◆ Directions:
In the entries below, every line that contains "instance" must be located and copied.

Point localization data:

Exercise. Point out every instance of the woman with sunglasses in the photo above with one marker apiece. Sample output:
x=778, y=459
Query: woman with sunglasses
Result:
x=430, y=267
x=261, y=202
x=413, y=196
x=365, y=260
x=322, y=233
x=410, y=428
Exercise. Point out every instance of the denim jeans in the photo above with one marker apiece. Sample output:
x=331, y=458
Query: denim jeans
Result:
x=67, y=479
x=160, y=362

--

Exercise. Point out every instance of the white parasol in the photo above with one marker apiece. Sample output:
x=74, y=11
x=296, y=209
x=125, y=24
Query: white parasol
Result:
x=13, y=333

◆ Problem solution:
Exercise. Point out every instance of the woman with sunglasses in the photo above with one marker apiece. Sample output:
Exercise. Point out every instance of the denim jeans in the photo above with one marker apiece. Sample output:
Exercise. Point out every instance of the white parasol in the photo above with one marker apiece. Sample output:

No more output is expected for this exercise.